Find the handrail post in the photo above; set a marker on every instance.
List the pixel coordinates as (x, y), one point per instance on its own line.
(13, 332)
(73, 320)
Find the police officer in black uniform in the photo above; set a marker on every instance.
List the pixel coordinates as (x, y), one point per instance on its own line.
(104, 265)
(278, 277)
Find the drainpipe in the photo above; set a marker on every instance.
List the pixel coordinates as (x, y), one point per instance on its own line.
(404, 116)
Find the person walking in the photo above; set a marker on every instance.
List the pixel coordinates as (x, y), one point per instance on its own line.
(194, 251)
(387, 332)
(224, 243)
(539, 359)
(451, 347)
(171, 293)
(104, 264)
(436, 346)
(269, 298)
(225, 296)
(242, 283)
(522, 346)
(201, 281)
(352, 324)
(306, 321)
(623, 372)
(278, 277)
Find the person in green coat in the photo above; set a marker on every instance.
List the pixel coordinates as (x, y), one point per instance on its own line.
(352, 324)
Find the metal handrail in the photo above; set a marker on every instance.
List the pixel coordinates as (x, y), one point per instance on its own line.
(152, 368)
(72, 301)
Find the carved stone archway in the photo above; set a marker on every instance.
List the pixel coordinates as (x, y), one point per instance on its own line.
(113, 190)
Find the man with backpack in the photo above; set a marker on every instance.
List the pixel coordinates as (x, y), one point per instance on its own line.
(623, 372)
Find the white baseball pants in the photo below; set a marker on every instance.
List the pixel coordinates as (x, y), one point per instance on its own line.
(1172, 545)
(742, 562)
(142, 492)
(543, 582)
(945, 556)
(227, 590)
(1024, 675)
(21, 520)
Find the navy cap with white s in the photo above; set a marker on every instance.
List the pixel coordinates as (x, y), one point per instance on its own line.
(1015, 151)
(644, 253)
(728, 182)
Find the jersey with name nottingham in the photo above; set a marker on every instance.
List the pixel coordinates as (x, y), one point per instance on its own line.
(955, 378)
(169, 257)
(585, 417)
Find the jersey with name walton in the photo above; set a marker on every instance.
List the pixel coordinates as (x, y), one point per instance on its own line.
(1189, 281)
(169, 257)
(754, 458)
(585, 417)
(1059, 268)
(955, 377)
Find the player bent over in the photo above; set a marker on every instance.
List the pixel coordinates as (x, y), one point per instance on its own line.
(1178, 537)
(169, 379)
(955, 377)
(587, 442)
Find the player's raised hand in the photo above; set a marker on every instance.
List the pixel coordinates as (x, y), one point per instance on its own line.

**********

• What you are asked to do:
Return every line of the listing above where "with" appears.

• Solution to this exercise:
Find the man with backpack in the photo above; set a marker on every instance.
Find the navy cap with white s in the photo above; set a marker on every instance.
Find the jersey with name nottingham in the photo above; set a marker on every instance.
Find the jersey with name walton in the photo above; set a marker on every instance.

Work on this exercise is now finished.